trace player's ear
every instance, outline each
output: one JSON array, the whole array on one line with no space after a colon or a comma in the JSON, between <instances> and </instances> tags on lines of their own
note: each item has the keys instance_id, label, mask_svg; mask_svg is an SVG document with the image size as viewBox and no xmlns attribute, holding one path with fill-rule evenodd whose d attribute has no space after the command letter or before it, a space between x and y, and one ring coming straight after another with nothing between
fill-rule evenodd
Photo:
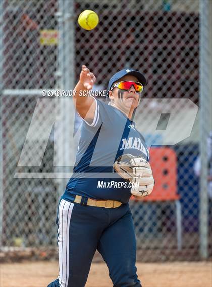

Your objective: Can you reproduce the listing above word for word, leaving out the picture?

Reply:
trace player's ear
every instance, outline each
output: one JSON array, the whole array on one line with no space after a colon or a comma in the JSON, between <instances> and </instances> tags on lines of their own
note: each item has the keys instance_id, label, mask_svg; mask_svg is an SVG document with the image size as viewBox and no xmlns attribute, holding one path with fill-rule evenodd whose d attribute has no space after the command letter or before it, a space between x and y, and one ring coming straight after another with nothing between
fill-rule evenodd
Photo:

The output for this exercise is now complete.